Reading text:
So what are your thoughts on Pokemon religion? Its gradually become more prominent in the games, climaxing at Sinnoh with its main plot. How do you analyze this? It clearly goes deep into the Pokemon world as the trippy as hell vision in the Sinjoh ruins shows. (I’m started at least five threads in as many Pokemon sites to crack that sigil, only getting about halfway through.)

Well… what are you asking, exactly?

I think the tacit assumption is that people in the Pokémon world follow a religion similar to Shinto, the traditional Japanese faith.  This makes things difficult for me because I don’t really know a whole lot about Shinto, although from what I can gather it’s much less dogmatic than the Abrahamic religions followed in the West, is built mainly around a generalised reverence for tradition, order and the natural world, and sort of merged with Mahayana Buddhism a few centuries back to create something that’s as much a way of life as it is an organised religion.  Basically, it’s kinda vague and it’s difficult to tell where religion ends and culture begins.  The Pokémon universe is the same kind of thing.  They revere Pokémon, but they don’t ‘worship’ them exactly, which makes it difficult to tell precisely how the nature of their relationship with legendary Pokémon in particular has changed over the centuries.  Clearly no-one worships them as gods anymore, but many of them are still thought of as ‘sacred’ in some sense, perhaps as much because of their connection to the past as anything else (think of the way N plans to gain spiritual authority by reenacting the events of the old Unova legends).  This is further complicated by the fact that many of the original myths, although largely forgotten by the common people, may actually be true – it’s entirely possible, for instance, that Dialga and Palkia really do ‘rule’ time and space in a very meaningful sense.  The people of the Pokémon universe seem to have ‘forgotten’ a lot of their religion, one way or another – they know sites like the Cave of Origin or the Celestic Town ruins were once very important, and still respect them very deeply for that reason, but most of them don’t exactly know why anymore.  Sometimes this can come back to bite them.

[Saved entries]
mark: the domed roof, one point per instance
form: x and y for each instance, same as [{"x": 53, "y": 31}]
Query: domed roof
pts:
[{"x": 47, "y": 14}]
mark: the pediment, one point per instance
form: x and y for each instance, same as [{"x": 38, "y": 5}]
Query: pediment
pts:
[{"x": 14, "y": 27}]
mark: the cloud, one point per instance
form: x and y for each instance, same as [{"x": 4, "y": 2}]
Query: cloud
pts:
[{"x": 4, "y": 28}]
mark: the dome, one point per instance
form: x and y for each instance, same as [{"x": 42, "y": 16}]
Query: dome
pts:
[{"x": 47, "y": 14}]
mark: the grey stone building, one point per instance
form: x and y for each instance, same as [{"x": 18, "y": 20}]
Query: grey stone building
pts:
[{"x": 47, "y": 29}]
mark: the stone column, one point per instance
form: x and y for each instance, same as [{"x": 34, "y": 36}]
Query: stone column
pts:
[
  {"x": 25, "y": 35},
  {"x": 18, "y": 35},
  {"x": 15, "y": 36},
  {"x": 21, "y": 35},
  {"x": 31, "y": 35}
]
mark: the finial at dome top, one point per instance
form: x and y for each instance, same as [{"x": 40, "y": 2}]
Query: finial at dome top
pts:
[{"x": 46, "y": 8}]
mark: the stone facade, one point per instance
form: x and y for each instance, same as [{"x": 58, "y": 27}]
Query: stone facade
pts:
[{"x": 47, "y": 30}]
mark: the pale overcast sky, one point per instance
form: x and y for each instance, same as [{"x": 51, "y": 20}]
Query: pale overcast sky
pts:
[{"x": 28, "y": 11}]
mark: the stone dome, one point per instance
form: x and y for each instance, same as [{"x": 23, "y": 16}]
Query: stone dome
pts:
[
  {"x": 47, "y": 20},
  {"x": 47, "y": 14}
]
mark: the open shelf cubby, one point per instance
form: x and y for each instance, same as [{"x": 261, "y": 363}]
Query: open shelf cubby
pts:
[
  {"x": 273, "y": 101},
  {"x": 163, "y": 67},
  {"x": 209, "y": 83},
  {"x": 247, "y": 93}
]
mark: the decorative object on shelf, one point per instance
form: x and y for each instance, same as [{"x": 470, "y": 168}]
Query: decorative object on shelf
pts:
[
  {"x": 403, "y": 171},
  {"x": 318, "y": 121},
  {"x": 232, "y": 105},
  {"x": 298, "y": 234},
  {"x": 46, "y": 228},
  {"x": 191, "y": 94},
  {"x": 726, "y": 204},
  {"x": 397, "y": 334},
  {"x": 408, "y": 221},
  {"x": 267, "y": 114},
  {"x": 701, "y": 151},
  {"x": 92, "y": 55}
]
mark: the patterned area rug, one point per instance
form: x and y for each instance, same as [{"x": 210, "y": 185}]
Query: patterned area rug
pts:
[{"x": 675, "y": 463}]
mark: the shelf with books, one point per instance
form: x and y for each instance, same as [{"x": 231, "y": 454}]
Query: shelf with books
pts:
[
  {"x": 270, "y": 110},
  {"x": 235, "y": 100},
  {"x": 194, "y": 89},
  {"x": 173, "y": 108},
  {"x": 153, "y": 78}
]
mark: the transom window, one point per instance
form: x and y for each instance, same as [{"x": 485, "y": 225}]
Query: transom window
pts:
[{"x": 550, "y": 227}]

Questions:
1) List every real-world religion or faith that the discussion of religion in the Pokémon world mentions by name.
2) Carry the discussion of religion in the Pokémon world further, beginning right after its final sentence.

Response list:
1) Shinto, Mahayana Buddhism, and the Abrahamic religions.

2)
I think the vision Arceus shows you in the Sinjoh Ruins is as much an illustration of the scope of Arceus’ power as anything else.  It’s doing something dramatic for you, it’s got your attention, and it wants to show off, so it says to you “this is my kingdom, puny human – the land and the stars, the sea and the sky, your entire civilisation, and all life, from your cells up to the planet itself.  Make a baby Dialga for you?  Piece of cake.”  Your final comment confuses me – by ‘sigil,’ you mean the triangular design that appears where Arceus is standing?  What makes you think there’s something there to ‘crack,’ exactly?